PROVIDED RECORDS:
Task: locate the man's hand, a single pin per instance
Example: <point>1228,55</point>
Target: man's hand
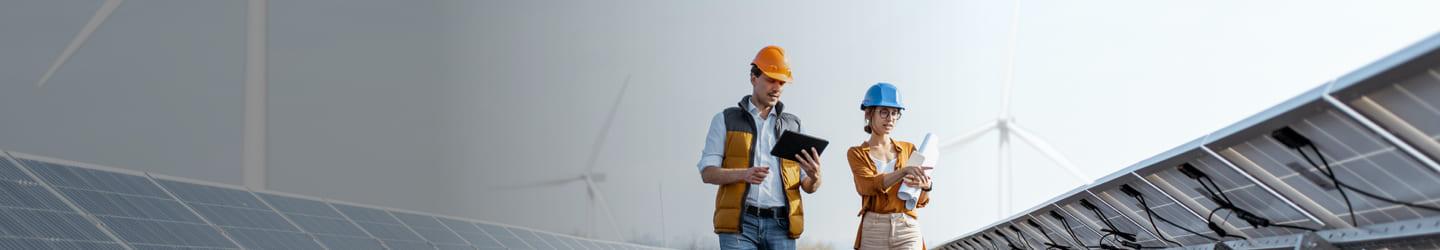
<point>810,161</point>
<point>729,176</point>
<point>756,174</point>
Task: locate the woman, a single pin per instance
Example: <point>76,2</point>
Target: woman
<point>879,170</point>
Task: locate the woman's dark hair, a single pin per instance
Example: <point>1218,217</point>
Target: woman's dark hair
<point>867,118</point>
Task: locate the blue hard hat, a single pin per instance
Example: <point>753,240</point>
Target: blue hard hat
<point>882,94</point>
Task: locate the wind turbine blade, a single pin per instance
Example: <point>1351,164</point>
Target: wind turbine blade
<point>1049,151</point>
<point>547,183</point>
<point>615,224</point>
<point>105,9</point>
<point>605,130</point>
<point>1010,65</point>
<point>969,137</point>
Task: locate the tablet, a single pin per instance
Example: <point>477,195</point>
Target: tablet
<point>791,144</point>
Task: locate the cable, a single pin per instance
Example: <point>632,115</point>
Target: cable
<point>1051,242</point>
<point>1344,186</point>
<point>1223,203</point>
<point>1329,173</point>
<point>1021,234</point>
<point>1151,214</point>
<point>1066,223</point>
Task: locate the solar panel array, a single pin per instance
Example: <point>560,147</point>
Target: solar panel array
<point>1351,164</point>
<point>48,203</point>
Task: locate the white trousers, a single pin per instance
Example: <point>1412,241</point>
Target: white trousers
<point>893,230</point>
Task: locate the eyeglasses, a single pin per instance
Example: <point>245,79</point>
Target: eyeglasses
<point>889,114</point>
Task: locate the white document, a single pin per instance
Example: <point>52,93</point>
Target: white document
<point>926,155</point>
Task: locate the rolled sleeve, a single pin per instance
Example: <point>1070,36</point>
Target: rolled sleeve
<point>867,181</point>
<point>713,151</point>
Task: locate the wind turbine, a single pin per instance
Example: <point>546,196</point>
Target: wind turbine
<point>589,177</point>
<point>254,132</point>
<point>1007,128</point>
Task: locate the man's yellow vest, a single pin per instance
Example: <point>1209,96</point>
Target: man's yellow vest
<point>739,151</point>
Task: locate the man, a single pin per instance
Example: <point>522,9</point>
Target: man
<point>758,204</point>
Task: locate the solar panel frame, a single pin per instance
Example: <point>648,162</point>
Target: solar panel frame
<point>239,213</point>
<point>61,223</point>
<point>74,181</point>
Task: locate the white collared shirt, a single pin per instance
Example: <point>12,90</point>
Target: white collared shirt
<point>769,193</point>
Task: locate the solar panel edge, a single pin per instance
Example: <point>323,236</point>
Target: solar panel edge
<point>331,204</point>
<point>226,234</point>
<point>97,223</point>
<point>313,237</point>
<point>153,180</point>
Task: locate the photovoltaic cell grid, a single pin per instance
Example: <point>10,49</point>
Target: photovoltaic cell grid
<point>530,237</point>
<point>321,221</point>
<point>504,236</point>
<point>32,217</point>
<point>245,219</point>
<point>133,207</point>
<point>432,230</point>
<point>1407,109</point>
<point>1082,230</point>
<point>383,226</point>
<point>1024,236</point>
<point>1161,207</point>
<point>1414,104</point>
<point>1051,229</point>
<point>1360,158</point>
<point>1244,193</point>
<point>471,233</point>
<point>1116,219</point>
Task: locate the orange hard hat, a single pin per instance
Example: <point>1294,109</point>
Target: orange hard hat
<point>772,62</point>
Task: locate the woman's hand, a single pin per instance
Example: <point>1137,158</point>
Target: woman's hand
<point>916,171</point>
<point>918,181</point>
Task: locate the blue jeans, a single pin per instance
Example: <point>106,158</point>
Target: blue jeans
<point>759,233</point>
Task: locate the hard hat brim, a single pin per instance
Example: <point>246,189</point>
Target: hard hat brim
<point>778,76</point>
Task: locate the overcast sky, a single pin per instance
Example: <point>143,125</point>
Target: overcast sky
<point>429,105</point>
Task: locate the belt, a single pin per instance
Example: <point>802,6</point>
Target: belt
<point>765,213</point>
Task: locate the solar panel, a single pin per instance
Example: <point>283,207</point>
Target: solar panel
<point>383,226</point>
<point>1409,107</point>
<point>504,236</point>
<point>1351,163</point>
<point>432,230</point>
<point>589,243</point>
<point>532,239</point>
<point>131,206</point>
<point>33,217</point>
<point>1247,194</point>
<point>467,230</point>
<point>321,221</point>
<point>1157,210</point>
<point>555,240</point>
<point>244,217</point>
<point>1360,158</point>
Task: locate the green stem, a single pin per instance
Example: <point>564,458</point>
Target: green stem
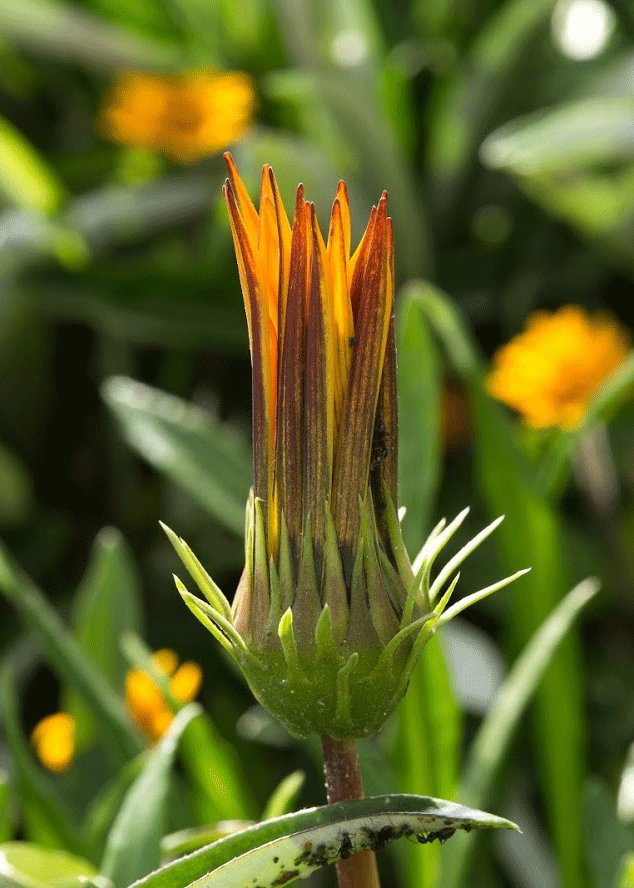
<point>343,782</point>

...

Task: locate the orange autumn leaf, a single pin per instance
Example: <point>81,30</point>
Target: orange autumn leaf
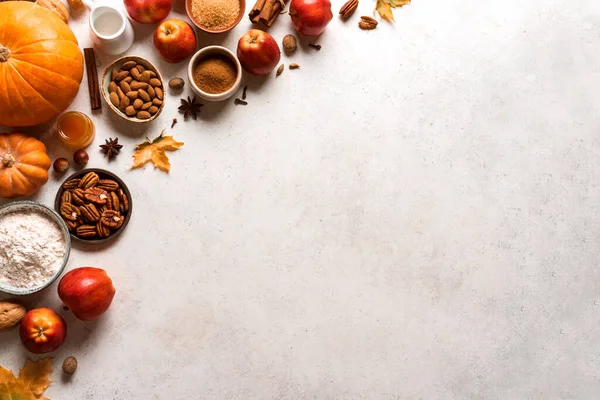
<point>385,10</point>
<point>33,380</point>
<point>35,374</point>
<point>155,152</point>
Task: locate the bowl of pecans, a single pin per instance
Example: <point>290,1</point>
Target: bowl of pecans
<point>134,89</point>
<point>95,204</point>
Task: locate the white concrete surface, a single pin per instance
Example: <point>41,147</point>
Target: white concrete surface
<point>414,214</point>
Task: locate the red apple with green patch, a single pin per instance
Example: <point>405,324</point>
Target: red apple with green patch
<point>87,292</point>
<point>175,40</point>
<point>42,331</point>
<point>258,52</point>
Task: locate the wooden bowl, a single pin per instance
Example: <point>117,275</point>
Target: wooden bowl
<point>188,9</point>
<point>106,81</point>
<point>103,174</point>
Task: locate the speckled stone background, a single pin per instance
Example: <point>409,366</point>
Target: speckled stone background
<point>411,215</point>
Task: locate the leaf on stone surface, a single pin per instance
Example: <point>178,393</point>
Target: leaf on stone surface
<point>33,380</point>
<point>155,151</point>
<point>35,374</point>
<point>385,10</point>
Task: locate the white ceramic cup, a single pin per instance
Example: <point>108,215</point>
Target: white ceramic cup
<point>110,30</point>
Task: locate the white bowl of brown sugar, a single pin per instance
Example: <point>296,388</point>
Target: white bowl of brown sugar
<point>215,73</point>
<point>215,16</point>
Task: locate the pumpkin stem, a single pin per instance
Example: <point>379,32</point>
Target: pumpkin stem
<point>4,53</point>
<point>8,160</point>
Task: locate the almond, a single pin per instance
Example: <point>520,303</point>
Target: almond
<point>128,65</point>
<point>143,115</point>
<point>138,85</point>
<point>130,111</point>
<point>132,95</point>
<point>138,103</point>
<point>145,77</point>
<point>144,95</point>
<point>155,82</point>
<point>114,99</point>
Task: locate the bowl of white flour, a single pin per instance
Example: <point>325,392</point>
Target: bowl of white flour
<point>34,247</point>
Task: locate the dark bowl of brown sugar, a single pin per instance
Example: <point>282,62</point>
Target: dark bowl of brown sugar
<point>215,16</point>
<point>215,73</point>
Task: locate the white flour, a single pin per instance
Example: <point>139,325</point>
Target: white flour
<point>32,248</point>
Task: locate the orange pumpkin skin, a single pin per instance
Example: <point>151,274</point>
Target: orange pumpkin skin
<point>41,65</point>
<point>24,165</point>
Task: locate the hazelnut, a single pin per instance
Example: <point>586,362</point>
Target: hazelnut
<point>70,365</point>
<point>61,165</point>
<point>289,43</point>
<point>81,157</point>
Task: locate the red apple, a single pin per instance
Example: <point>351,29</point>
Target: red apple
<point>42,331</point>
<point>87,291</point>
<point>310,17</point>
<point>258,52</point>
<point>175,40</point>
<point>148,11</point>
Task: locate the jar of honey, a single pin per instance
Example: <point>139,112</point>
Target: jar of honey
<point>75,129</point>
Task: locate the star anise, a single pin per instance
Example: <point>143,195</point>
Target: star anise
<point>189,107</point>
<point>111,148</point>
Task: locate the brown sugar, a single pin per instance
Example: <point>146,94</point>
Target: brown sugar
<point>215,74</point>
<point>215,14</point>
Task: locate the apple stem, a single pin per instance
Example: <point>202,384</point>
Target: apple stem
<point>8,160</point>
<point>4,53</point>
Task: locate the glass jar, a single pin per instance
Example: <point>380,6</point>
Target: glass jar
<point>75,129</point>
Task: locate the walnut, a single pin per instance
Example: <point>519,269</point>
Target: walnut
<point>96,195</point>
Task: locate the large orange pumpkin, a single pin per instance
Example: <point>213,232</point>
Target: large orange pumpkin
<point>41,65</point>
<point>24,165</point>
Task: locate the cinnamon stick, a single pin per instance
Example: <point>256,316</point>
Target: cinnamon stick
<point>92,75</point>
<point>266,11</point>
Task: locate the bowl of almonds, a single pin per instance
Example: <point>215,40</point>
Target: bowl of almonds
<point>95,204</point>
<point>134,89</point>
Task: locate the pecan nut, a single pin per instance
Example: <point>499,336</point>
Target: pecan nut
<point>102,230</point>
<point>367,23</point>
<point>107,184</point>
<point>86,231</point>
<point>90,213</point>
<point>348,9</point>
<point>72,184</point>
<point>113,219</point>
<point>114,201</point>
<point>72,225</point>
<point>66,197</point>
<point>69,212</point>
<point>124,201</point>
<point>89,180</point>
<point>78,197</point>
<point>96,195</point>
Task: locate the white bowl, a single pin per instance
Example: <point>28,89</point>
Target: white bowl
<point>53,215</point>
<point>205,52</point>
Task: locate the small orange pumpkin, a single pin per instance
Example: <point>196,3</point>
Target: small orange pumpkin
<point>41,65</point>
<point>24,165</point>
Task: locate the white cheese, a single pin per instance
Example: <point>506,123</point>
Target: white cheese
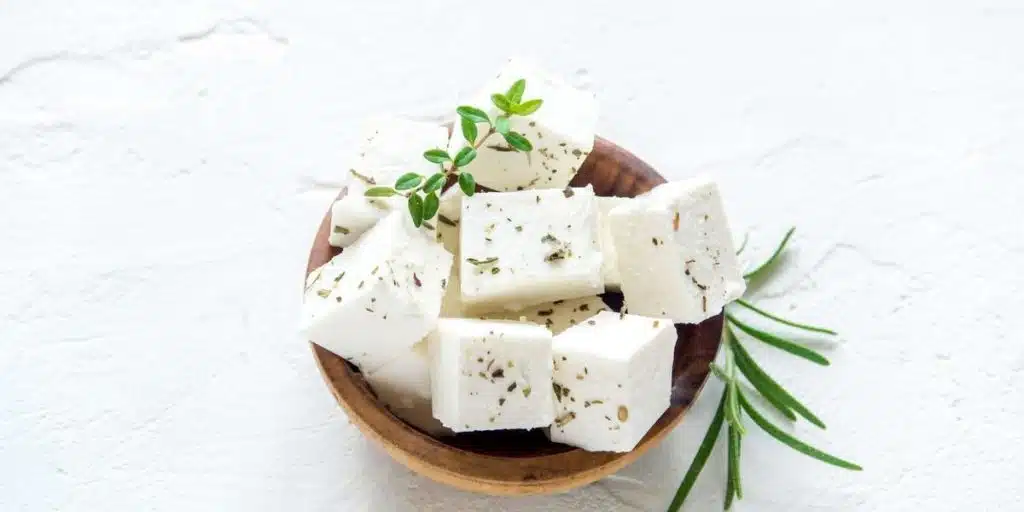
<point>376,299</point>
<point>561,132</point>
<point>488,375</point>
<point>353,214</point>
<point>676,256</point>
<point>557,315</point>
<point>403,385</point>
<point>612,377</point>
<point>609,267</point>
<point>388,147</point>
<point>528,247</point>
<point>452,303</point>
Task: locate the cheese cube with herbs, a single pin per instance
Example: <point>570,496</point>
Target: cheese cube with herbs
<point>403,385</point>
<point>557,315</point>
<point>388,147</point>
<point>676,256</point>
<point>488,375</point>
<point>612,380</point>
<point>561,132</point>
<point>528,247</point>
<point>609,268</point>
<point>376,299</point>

HOW TO COMPLETE THIS TASK: In the listing above, transcribe exactly everything from the line containing "Task: locate the woman's dark" down to the line containing "Example: <point>648,162</point>", including both and nothing more.

YOUR RESPONSE:
Task: locate the woman's dark hair, a single pin per instance
Example: <point>1218,217</point>
Target: woman's dark hair
<point>867,118</point>
Task: locate the blue hard hat, a single pin per instance
Example: <point>753,240</point>
Target: blue hard hat
<point>882,94</point>
Task: locate the wind turbine blade, a single pin per instance
Example: <point>1351,164</point>
Target: wind turbine blade
<point>1049,151</point>
<point>547,183</point>
<point>615,224</point>
<point>105,9</point>
<point>605,130</point>
<point>1010,65</point>
<point>969,137</point>
Task: locate the tablet, a single pin per instance
Example: <point>477,195</point>
Target: tablet
<point>791,144</point>
Task: locate the cable, a single pin per instance
Example: <point>632,115</point>
Target: cable
<point>1051,242</point>
<point>1344,186</point>
<point>1223,203</point>
<point>1329,173</point>
<point>1021,234</point>
<point>1151,214</point>
<point>1066,223</point>
Task: locate the solar panel array, a single pin per instance
Example: <point>560,147</point>
Target: solar panel array
<point>1351,164</point>
<point>48,203</point>
Task: locate the white trousers, a single pin per instance
Example: <point>1412,241</point>
Target: white trousers
<point>893,230</point>
Task: locate the eyeglasses, a single pin per instance
Example: <point>245,79</point>
Target: eyeglasses
<point>889,114</point>
Task: locate the white document, a single pin per instance
Example: <point>52,93</point>
Target: white document
<point>926,155</point>
Task: locate the rolled sleeve, a single pin per instance
Example: <point>1070,36</point>
Target: rolled sleeve
<point>867,181</point>
<point>713,151</point>
Task: locate the wind turbine, a single pin per instance
Example: <point>546,196</point>
Target: wind turbine
<point>589,177</point>
<point>254,132</point>
<point>1007,128</point>
Task: locate the man's yellow vest, a single pin per instance
Example: <point>1209,96</point>
Target: man's yellow vest
<point>739,151</point>
Task: locate the man, a single pin per instance
Example: <point>522,9</point>
Target: man
<point>758,204</point>
Task: locate the solar panel frame, a single pin per instance
Example: <point>648,162</point>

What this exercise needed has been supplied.